### Given problem
In the passage on South Africa's water infrastructure investment, what score does the country get for waste water and sanitation outside urban areas?

### Source extract
◆ ◆ ◆ ◆ ◆

A number of initiatives are underway to respond to understanding the gap in water infrastructure investment.
Part of this process is the need to understand the actual investment gap that exists in the water and sanitation space.
Current estimates over a 10-year period vary from R330-million (if only focusing on new infrastructure needs and investments) to R1-trillion if all infrastructure maintenance, upgrades and planned initiatives are taken into account. Put simply, the only way to cost this clearly is to have a clear plan and set of priorities and an associated investment strategy.
Drawing on the outcomes, recommendations and learnings from research and experience, it is vital to begin plotting a way forward as the next step. Investment decisions and effective risk management play a critical role in developing strategic responses to growing an inclusive economy and decreasing the water investment deficit, thereby ensuring water security and sanitation for all. The recent inclusion of a water chapter in the Industrial Policy Action Plan requires clear planning and leadership.
The challenges to overcome require bold solutions and engagement. The South African Institution of Civil Engineers recently released the 2017 South African Infrastructure Report Card.
When rating the water sector — bulk water resources, supply in major urban areas and supply in other areas — the sector scores between a D- and C+, with no upward trend between 2011 and 2017. When focusing on waste water and sanitation for urban areas South Africa scores a C- and for other areas we score an E, with no upward trend between 2011 and 2017.

◆ ◆ ◆ ◆ ◆

### Provided information
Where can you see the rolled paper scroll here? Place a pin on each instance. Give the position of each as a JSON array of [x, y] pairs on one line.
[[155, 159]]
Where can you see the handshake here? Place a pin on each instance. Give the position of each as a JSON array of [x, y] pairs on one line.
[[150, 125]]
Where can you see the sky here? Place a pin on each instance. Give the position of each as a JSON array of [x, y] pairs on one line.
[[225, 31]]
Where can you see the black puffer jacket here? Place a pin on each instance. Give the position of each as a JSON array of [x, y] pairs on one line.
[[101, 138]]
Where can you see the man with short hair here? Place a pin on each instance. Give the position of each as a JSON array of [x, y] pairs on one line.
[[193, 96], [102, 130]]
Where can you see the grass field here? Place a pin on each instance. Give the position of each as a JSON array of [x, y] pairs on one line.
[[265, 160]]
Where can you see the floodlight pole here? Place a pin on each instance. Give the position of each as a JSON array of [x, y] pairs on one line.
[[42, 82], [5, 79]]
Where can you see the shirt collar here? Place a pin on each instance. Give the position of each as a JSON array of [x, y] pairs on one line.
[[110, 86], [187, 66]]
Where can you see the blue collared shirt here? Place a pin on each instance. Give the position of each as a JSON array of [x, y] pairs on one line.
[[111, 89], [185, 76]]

◆ ◆ ◆ ◆ ◆

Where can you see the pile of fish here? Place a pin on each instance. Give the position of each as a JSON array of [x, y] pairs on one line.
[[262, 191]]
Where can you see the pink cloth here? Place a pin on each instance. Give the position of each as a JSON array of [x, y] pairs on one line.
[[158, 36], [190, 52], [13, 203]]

◆ ◆ ◆ ◆ ◆

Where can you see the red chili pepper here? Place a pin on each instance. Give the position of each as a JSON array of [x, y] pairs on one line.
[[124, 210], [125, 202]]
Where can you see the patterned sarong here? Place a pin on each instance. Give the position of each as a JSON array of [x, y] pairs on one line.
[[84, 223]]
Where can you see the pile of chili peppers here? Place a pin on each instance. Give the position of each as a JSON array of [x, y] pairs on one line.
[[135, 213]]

◆ ◆ ◆ ◆ ◆

### Response below
An E